- **Exercise task**
Reproduce each of the following items verbatim, omitting the pictures from your reply.

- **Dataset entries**
* Start *

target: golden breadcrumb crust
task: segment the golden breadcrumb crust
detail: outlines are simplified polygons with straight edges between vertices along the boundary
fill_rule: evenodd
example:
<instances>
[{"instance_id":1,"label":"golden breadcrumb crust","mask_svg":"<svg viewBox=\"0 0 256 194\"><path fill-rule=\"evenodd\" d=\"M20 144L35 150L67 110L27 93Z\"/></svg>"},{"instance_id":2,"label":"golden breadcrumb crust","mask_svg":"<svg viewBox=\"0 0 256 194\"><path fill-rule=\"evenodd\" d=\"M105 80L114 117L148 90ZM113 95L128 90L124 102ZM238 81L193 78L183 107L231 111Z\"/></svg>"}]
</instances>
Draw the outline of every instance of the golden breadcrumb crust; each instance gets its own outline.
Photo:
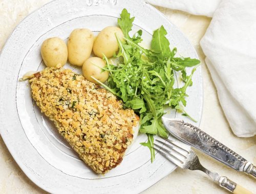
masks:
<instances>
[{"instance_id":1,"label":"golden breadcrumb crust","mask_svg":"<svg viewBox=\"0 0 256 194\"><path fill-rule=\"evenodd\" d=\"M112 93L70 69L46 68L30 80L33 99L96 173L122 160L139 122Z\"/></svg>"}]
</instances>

* End *

- **Solution to this problem**
target: golden breadcrumb crust
task: segment the golden breadcrumb crust
detail: outlines are simplified polygons with straight edges between vertices along the boundary
fill_rule: evenodd
example:
<instances>
[{"instance_id":1,"label":"golden breadcrumb crust","mask_svg":"<svg viewBox=\"0 0 256 194\"><path fill-rule=\"evenodd\" d=\"M20 144L35 150L67 110L27 93Z\"/></svg>"},{"instance_id":2,"label":"golden breadcrumb crust","mask_svg":"<svg viewBox=\"0 0 256 194\"><path fill-rule=\"evenodd\" d=\"M105 80L114 117L148 90ZM113 95L128 90L124 102ZM238 81L193 78L183 107L231 111Z\"/></svg>"}]
</instances>
Draw the outline of every instance of the golden breadcrumb crust; each instance gets its own outline.
Photo:
masks:
<instances>
[{"instance_id":1,"label":"golden breadcrumb crust","mask_svg":"<svg viewBox=\"0 0 256 194\"><path fill-rule=\"evenodd\" d=\"M112 93L70 69L46 68L30 80L33 99L96 173L122 160L139 122Z\"/></svg>"}]
</instances>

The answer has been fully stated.